WORK INSTRUCTIONS — Gather every line in the records below that contains the word "background", and copy each such line in full.

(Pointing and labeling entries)
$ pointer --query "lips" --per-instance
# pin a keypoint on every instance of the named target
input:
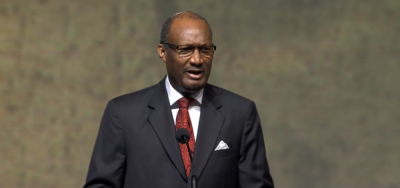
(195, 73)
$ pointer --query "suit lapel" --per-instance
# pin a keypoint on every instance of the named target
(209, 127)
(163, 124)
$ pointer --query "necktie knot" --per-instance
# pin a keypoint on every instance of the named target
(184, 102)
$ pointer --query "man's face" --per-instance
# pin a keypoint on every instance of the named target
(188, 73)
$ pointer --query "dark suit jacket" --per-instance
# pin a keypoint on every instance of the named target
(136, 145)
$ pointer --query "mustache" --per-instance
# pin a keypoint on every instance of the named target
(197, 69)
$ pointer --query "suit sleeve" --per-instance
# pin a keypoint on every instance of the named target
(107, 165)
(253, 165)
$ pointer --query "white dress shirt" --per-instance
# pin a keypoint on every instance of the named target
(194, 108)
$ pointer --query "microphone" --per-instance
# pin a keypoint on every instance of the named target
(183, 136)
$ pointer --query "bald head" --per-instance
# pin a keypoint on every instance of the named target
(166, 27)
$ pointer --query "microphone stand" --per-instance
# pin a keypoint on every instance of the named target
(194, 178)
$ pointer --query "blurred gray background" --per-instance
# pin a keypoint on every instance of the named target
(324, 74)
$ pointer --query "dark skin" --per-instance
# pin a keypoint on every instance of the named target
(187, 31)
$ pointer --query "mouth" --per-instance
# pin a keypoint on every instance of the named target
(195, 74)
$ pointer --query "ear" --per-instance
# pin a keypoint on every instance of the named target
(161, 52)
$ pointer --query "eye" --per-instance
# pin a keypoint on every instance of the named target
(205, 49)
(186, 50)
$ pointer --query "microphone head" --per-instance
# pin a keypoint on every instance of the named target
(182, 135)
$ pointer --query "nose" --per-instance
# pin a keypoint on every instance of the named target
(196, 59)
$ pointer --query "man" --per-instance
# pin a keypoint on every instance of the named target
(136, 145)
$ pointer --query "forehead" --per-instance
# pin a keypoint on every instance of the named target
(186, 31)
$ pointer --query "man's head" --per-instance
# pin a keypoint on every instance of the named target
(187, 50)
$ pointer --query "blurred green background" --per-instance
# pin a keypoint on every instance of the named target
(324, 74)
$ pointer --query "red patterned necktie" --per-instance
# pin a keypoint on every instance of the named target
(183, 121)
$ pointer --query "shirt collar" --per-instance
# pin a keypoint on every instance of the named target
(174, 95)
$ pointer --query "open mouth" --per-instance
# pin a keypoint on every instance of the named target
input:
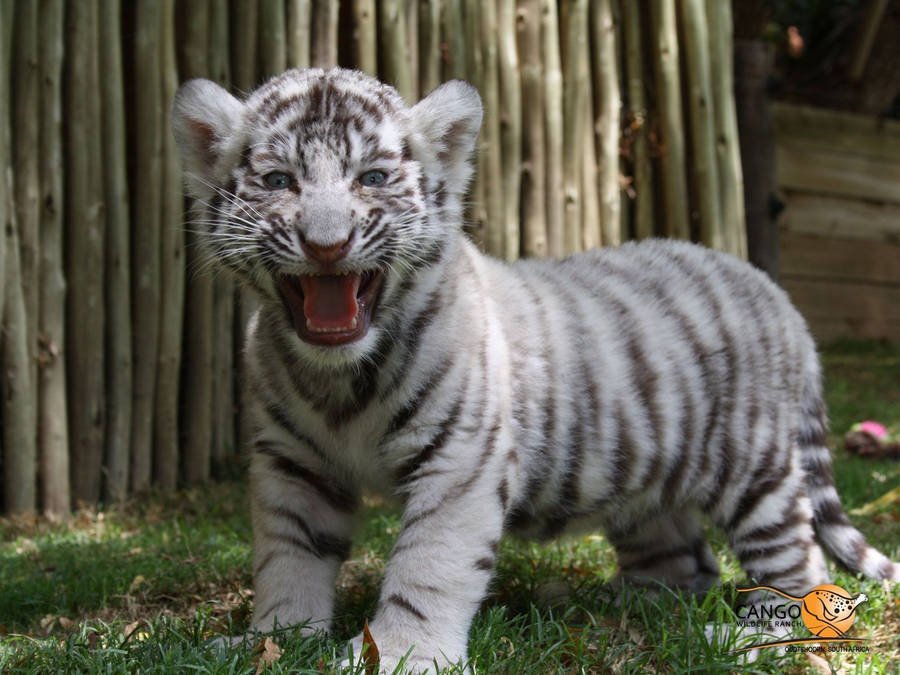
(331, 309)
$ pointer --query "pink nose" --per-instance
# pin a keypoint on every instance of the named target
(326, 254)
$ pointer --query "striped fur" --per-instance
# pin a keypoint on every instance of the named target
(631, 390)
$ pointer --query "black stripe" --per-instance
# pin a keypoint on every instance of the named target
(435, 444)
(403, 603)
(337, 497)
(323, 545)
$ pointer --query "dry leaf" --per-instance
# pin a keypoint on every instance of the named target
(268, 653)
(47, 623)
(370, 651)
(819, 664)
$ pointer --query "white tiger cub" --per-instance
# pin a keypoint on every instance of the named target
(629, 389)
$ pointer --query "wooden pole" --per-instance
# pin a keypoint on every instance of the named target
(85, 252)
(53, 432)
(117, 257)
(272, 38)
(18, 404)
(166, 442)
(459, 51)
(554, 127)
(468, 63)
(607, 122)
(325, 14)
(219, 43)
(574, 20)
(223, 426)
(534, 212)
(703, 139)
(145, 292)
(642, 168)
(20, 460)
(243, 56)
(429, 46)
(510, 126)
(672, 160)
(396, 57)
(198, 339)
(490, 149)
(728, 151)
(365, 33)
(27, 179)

COMPLETED TASK —
$ pointer --query "blurred gray background" --per-instance
$ pointer --query "blurred green background" --per-instance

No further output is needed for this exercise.